◆ Given request:
Can you carry the commentary on Nigeria's government borrowing forward, picking up right after its final sentence?

◆ Reading passage:

════════

Meanwhile, there has been no appreciable attempt to strengthen the Fiscal Responsibility Act...

There has been justifiable public outcry over President Buhari’s intention to borrow an additional $4.179 billion to keep his government running. It would appear as if he is completely disconnected from his economic team. Both the Chairman of the Presidential Economic Advisory Council (PEAC), Professor Doyin Salami and another prominent member, Mr Bismark Rewane, a foremost economist, have advised caution and referred to “reckless borrowing” pushing the nation over the edge of a “financial cliff”. A synonym for reckless is the word “irresponsible”. Only an irresponsible parent piles up debts for his children to repay. President Buhari is mortgaging the nation’s future by incurring debts, which future generations will have to repay with nothing to show for it. In truth, despite all previous borrowing, Nigeria’s once thriving economy has collapsed. A debt service ratio of 87 per cent is sufficient evidence that the government’s policy of continuously borrowing to finance development has failed woefully.

There is a general consensus that this administration focuses on ill-considered borrowing because it lacks any strategy to create wealth for the nation. In the process, they have destroyed the value of the Naira, which exchanged at N167 to $1 when they came to power, but now exchanges at N567 to $1! It’s difficult to comprehend why this administration insists on continuing to borrow money when habitually cannot account for the money they have. For example, the N9.3 trillion reported “missing” in the NNPC audit memo, the N2 trillion wrongly paid out in the fuel subsidy scam and the N500 billion “missing” under the Social Investment Program amongst others too numerous to mention.

════════

◆ Records shown:
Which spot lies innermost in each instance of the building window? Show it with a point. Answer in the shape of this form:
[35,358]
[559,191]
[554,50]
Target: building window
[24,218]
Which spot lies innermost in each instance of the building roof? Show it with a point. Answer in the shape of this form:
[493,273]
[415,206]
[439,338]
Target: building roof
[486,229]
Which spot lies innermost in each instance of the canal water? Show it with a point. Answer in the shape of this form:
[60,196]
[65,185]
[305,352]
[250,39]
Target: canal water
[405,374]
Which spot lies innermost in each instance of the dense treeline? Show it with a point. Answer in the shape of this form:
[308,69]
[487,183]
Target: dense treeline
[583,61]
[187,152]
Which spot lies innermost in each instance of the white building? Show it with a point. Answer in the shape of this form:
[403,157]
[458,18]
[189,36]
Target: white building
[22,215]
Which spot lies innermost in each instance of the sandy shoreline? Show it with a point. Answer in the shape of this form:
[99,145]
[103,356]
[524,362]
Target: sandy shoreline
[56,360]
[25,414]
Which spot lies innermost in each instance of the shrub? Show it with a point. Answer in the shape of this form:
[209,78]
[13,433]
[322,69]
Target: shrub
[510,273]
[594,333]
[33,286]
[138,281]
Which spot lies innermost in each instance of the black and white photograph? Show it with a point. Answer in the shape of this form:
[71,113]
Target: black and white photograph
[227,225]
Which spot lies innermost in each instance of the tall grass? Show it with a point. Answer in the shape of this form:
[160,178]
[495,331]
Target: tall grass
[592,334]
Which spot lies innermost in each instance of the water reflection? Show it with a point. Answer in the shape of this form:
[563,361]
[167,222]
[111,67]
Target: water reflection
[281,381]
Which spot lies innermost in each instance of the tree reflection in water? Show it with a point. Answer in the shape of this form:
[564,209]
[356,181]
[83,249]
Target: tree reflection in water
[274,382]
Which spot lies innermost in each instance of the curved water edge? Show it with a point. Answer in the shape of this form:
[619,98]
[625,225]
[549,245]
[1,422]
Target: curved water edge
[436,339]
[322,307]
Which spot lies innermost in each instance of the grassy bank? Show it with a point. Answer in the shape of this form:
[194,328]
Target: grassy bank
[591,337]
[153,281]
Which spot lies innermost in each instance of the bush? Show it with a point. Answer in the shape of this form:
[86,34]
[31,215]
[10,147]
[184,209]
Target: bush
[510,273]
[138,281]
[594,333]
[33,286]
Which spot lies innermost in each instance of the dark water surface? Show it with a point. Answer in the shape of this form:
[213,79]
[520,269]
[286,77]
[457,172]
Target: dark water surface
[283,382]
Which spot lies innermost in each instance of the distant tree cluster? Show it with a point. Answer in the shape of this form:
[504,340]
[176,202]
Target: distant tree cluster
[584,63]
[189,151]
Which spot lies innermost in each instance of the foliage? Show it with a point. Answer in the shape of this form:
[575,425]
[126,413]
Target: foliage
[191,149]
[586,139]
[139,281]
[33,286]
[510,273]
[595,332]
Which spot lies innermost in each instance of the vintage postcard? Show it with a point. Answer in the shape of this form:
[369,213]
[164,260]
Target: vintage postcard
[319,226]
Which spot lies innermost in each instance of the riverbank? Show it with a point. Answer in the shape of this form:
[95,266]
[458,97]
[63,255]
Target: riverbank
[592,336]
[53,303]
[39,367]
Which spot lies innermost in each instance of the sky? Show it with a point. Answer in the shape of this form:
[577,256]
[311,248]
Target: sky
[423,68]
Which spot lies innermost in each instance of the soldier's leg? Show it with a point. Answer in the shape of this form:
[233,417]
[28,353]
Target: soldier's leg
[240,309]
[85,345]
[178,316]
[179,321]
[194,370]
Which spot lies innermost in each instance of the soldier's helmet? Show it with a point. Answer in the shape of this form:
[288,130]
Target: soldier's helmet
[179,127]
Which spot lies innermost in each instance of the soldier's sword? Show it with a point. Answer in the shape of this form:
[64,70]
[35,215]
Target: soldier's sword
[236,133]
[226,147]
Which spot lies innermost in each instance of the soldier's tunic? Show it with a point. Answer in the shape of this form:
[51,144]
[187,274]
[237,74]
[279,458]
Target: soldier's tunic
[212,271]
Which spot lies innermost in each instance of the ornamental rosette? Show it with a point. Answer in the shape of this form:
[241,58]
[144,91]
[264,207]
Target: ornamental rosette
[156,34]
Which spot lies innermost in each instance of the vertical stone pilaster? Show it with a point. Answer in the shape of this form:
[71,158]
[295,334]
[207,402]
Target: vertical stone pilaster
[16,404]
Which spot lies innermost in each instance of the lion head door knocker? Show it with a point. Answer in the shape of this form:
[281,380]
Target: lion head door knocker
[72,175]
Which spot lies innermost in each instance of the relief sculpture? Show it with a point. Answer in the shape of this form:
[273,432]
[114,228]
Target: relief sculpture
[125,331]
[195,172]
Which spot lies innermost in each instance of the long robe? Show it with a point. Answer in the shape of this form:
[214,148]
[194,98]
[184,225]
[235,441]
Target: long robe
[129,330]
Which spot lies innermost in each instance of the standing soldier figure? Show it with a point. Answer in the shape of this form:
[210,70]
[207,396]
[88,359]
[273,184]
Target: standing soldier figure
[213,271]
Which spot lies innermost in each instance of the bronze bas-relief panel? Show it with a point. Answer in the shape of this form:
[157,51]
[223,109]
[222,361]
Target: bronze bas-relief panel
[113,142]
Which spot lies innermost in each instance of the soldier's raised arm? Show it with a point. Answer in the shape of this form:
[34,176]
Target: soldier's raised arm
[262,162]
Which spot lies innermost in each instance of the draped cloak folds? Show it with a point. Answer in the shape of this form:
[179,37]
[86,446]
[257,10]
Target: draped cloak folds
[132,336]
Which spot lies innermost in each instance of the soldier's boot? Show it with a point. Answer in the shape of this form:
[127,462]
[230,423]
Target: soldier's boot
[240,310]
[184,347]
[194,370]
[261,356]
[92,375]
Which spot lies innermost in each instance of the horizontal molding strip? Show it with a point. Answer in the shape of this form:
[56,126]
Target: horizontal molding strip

════════

◆ Task response:
Meanwhile, there has been no appreciable attempt to strengthen the Fiscal Responsibility Act, which governs how public money is supposed to be spent and accounted for. It’s a national disgrace that government wants to borrow more money when the Auditor-General of the Federation revealed that Ministries Department and Agencies (MDA’s) failed to account for N4.97 trillion in 2019 alone and furthermore 65 public agencies have never been audited since they were established!

The much-touted “war on corruption” has been proved to be a politicised mirage, which allows “favoured ones” to go scot-free. The unfortunate truth is that today’s political leaders simply do not represent the wishes and interests of citizens. Sixty-two per cent of Nigerians are under 24 years of age; a further 30 per cent is aged between 24 and 54. Today’s geriatric leadership firmly stuck in the past have nothing in common with the majority of Nigerians in terms of world view, economic ideology, intellectual capacity, technological awareness and political consciousness. While Nigerian youths use their vision and ability to create a billion-dollar entertainment industry from scratch without assistance, the nation’s aged leadership praises itself for preparing to manufacture pencils!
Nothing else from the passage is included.